EXERCISE:
Copy out the listing below with "straight edges" changed to "straight sides" everywhere it appears, and keep the rest of the text the same.

[start of STORED DATA]

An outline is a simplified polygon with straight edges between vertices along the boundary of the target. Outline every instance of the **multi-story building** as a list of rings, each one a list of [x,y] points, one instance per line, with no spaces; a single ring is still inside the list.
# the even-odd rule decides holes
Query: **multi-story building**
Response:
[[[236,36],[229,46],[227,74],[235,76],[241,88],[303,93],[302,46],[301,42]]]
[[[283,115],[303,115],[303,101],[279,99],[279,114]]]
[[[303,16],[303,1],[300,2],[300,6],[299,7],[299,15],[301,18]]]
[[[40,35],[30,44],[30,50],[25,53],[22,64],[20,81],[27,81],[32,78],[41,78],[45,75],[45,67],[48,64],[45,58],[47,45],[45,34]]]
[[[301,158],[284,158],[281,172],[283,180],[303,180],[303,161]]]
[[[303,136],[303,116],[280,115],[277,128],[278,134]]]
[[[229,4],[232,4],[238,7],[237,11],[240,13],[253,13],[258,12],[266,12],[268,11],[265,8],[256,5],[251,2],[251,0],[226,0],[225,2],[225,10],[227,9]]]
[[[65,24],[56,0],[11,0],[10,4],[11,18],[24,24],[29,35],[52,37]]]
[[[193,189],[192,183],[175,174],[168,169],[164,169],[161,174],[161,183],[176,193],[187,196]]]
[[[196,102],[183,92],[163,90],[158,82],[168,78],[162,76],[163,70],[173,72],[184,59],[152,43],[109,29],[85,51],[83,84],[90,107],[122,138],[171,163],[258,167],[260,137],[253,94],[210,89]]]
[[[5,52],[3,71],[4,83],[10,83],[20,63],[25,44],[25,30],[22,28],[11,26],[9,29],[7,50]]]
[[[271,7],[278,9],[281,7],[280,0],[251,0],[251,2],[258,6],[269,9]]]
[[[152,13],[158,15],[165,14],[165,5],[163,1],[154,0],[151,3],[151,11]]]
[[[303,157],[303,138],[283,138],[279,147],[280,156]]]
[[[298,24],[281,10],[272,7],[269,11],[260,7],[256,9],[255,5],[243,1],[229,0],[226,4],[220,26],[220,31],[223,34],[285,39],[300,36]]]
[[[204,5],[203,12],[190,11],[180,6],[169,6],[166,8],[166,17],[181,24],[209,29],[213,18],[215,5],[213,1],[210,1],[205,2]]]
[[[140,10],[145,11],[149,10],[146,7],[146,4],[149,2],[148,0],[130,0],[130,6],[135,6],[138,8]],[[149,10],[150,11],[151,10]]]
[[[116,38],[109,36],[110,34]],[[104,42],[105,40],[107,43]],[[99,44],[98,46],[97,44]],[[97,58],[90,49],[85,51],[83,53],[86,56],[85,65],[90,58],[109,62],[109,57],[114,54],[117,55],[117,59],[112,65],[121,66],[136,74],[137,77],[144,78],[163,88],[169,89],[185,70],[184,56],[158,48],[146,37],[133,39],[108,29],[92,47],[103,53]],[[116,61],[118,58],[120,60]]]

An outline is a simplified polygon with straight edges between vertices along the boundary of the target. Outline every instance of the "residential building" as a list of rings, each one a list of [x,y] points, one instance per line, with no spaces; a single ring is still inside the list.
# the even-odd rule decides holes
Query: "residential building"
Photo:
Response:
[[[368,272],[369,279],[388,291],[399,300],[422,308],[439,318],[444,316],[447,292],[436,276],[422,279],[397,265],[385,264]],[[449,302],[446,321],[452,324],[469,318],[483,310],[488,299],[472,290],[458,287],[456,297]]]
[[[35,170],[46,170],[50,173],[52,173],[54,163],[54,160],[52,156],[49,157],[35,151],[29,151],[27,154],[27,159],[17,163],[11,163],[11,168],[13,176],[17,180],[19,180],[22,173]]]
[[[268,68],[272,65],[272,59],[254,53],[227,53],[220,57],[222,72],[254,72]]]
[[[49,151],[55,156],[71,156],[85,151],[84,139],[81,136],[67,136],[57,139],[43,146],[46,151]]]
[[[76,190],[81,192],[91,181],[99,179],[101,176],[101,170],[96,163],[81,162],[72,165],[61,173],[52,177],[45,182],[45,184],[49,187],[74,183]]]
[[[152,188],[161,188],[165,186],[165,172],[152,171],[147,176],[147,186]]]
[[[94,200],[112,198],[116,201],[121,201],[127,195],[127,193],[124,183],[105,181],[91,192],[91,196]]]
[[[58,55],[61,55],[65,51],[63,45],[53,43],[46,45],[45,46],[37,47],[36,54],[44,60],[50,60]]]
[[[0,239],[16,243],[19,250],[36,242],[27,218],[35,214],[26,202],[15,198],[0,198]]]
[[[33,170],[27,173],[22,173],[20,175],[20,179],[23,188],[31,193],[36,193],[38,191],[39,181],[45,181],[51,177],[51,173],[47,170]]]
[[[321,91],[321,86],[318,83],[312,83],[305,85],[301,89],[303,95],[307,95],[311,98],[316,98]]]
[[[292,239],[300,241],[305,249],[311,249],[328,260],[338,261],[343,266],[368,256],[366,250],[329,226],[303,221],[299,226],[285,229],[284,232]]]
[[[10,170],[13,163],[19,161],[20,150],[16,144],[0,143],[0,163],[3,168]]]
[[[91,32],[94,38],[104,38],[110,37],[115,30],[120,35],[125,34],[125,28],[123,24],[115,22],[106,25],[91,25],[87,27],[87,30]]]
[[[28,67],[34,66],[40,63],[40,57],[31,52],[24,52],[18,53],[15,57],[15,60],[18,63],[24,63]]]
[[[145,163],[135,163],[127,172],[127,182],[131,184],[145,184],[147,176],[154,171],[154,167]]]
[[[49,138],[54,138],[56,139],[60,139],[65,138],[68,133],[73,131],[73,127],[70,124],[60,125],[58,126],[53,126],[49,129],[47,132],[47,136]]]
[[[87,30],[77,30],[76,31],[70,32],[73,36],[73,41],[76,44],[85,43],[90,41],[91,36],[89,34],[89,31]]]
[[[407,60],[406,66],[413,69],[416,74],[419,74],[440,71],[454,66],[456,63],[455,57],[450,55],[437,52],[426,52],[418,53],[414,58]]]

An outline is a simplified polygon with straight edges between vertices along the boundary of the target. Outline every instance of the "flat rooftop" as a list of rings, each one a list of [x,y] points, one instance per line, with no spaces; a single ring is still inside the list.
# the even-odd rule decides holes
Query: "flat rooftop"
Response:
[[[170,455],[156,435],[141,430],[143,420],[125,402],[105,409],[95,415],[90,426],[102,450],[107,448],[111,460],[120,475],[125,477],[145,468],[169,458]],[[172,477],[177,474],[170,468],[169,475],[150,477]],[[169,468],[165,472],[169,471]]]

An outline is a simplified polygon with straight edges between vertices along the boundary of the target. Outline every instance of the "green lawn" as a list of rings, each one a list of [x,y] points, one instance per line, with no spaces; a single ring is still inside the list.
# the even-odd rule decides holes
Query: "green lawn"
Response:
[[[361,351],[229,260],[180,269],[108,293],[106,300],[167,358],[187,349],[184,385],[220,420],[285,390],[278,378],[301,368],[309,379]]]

[end of STORED DATA]

RESPONSE:
An outline is a simplified polygon with straight sides between vertices along the boundary of the target. Outline every instance of the **multi-story building** as a list of rings, each one a list of [x,y] points, one instance per line, with no spaces; a single ring is still inside the list.
# the even-odd rule decides holes
Query: **multi-story building**
Response:
[[[236,36],[229,46],[227,74],[235,76],[241,88],[303,93],[302,46],[301,42]]]
[[[283,115],[303,115],[303,101],[279,99],[279,114]]]
[[[303,16],[303,1],[300,2],[300,6],[299,7],[299,15],[301,18]]]
[[[40,35],[30,44],[30,50],[25,53],[22,64],[20,81],[27,81],[32,78],[41,78],[45,75],[45,67],[48,64],[45,58],[47,45],[45,34]]]
[[[301,158],[284,158],[281,172],[283,180],[303,180],[303,161]]]
[[[303,136],[303,116],[280,115],[277,128],[278,134]]]
[[[229,4],[232,4],[238,7],[237,11],[240,13],[253,13],[258,12],[266,12],[268,11],[265,8],[256,5],[251,2],[251,0],[226,0],[225,2],[225,10],[227,9]]]
[[[65,24],[56,0],[11,0],[10,4],[11,18],[24,24],[29,35],[52,37]]]
[[[193,189],[192,183],[175,174],[168,169],[164,169],[161,174],[161,183],[176,193],[187,196]]]
[[[196,102],[183,92],[163,90],[158,82],[168,78],[162,76],[163,70],[173,72],[184,59],[152,43],[109,29],[85,51],[83,84],[90,107],[122,138],[171,163],[258,167],[260,137],[253,94],[210,89]]]
[[[5,52],[3,71],[4,83],[10,83],[20,63],[25,44],[25,30],[22,28],[11,26],[9,29],[7,50]]]
[[[271,7],[278,9],[281,7],[280,0],[251,0],[251,2],[258,6],[269,9]]]
[[[152,13],[158,15],[165,14],[165,5],[163,1],[154,0],[151,3],[151,11]]]
[[[303,157],[303,138],[283,138],[279,147],[280,156]]]
[[[298,24],[281,10],[272,7],[269,11],[260,7],[256,9],[255,5],[243,1],[229,0],[226,4],[220,26],[220,31],[223,34],[285,39],[300,36]]]
[[[204,5],[203,12],[190,11],[180,6],[169,6],[166,8],[166,17],[181,24],[209,29],[213,18],[215,5],[213,1],[210,1],[205,2]]]
[[[140,10],[145,11],[149,10],[146,7],[146,4],[149,2],[148,0],[130,0],[130,6],[135,6],[138,8]],[[149,10],[150,11],[151,10]]]
[[[116,38],[109,36],[110,34]],[[104,42],[105,40],[107,43]],[[99,44],[98,46],[97,44]],[[97,58],[90,49],[85,51],[83,53],[86,56],[85,65],[90,58],[109,62],[109,57],[114,54],[117,55],[117,59],[112,65],[121,66],[136,74],[137,77],[144,78],[163,88],[169,89],[185,70],[184,56],[158,48],[146,37],[133,39],[108,29],[92,47],[103,53]],[[116,61],[118,58],[120,60]]]

An outline is a simplified polygon with straight sides between vertices along the boundary of the target. Outline every instance of the "residential building" as a list of rings, each one a list of [x,y] points, one instance per line, with no spaces; a single ring is still inside the list.
# the even-odd rule decides holes
Query: "residential building"
Photo:
Response:
[[[368,272],[369,279],[388,291],[399,300],[422,308],[439,318],[444,316],[447,292],[436,276],[422,279],[397,265],[385,264]],[[449,302],[446,321],[452,324],[469,318],[483,310],[488,299],[472,290],[458,287],[456,297]]]
[[[35,170],[46,170],[50,173],[52,173],[54,163],[54,160],[52,156],[49,157],[35,151],[29,151],[27,154],[27,159],[17,163],[11,163],[11,168],[13,176],[17,180],[19,180],[22,173]]]
[[[268,68],[272,65],[272,59],[254,53],[227,53],[220,57],[222,72],[254,72]]]
[[[49,151],[55,156],[71,156],[85,151],[84,139],[81,136],[67,136],[57,139],[43,146],[46,151]]]
[[[76,190],[81,192],[91,181],[99,179],[101,176],[101,170],[96,163],[81,162],[72,165],[61,173],[52,177],[45,182],[45,184],[49,187],[74,183]]]
[[[152,188],[161,188],[165,186],[165,172],[152,171],[147,176],[147,186]]]
[[[94,200],[112,198],[116,201],[121,201],[127,195],[127,193],[124,183],[105,181],[91,192],[91,196]]]
[[[58,55],[61,55],[65,51],[63,45],[53,43],[46,45],[45,46],[37,47],[36,54],[44,60],[50,60]]]
[[[0,239],[16,243],[19,250],[36,242],[27,218],[35,214],[26,202],[15,198],[0,198]]]
[[[33,170],[27,173],[22,173],[20,175],[20,179],[23,188],[31,193],[36,193],[38,191],[39,181],[45,181],[51,177],[51,173],[47,170]]]
[[[321,91],[321,86],[318,83],[312,83],[305,85],[301,89],[303,95],[307,95],[311,98],[316,98]]]
[[[292,239],[300,241],[305,249],[311,249],[328,260],[338,261],[343,266],[368,256],[366,250],[329,226],[303,221],[299,226],[285,229],[284,232]]]
[[[10,170],[13,163],[19,161],[20,150],[16,144],[0,143],[0,163],[3,168]]]
[[[91,32],[94,38],[104,38],[110,37],[115,30],[120,35],[125,34],[125,28],[123,24],[115,22],[106,25],[91,25],[87,27],[87,30]]]
[[[28,67],[34,66],[40,63],[40,57],[31,52],[24,52],[18,53],[15,57],[15,60],[18,63],[24,63]]]
[[[145,163],[135,163],[127,172],[127,182],[131,184],[145,184],[147,176],[154,171],[154,167]]]
[[[49,138],[54,138],[56,139],[60,139],[65,138],[68,133],[73,131],[73,127],[70,124],[60,125],[58,126],[53,126],[49,129],[47,132],[47,136]]]
[[[87,30],[77,30],[76,31],[70,32],[73,36],[73,41],[76,44],[85,43],[90,41],[91,36],[89,34],[89,31]]]
[[[407,60],[406,66],[413,69],[416,74],[419,74],[440,71],[454,66],[456,63],[455,57],[450,55],[437,52],[426,52],[418,53],[414,58]]]

An outline is a simplified polygon with straight sides between vertices along the boundary of the target. Outline every instance of the "flat rooftop" as a list of rings, each one a list of [x,y] points, one instance per line, with no spaces; a single ring is still inside the list.
# the even-odd rule decides holes
Query: "flat rooftop"
Response:
[[[170,455],[156,435],[141,430],[143,420],[125,402],[105,409],[95,415],[90,426],[102,450],[107,448],[111,460],[120,475],[125,477],[145,468],[169,458]],[[172,477],[177,474],[170,468],[169,475],[150,477]],[[169,468],[165,472],[169,471]]]

An outline is a simplified polygon with straight sides between vertices along the boundary of the target. Outline every instance of the "green lawn" as a list of rings, each one a list of [x,y] points, one instance per line, with no spaces; a single ring is still inside the list.
# the even-odd rule decides holes
Query: "green lawn"
Response:
[[[361,351],[229,260],[180,269],[108,293],[106,300],[167,358],[187,349],[184,385],[220,420],[285,390],[278,378],[301,368],[309,379]]]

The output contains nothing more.